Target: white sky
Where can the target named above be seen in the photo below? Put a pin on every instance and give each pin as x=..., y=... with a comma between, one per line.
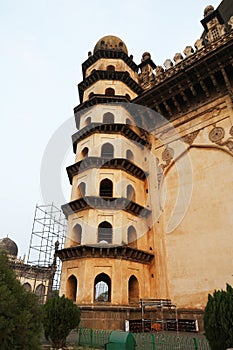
x=42, y=46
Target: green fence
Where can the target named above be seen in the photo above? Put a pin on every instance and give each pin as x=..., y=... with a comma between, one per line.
x=145, y=341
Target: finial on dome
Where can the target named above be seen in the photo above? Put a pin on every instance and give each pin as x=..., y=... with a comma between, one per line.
x=209, y=9
x=146, y=56
x=112, y=43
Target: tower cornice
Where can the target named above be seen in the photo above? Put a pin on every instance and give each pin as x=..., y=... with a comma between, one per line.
x=105, y=251
x=105, y=163
x=122, y=129
x=108, y=75
x=107, y=203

——

● What you will do
Can you put the records above into a two-column CSV with the headers instruction and response, one row per record, each value in a quoted field with its line breaks turned into spaces? Leave the pictures out.

● Solution
instruction,response
"Target: white sky Where can the target named above be seen in the photo below? Put a pin on every instance and give each pin as x=..., y=... with a comma between, one per line.","x=42, y=46"
"Target: green fence Where can the target named above be seen in the photo above? Put a pin on every instance and give each pin as x=..., y=... with a comma between, one per line.","x=145, y=341"
"Target: finial on dome Where can the target named above be seen in the photo above? Put a pin on every instance and give each pin as x=..., y=... with a comma between, one per line.","x=209, y=9 x=146, y=56 x=112, y=43"
"Target: tower cornice Where can the target named above be seen in the photo above? Put a pin on every instance and give each pin as x=..., y=... with a comma between, one per line.","x=105, y=251 x=105, y=163 x=122, y=129 x=108, y=75 x=107, y=203"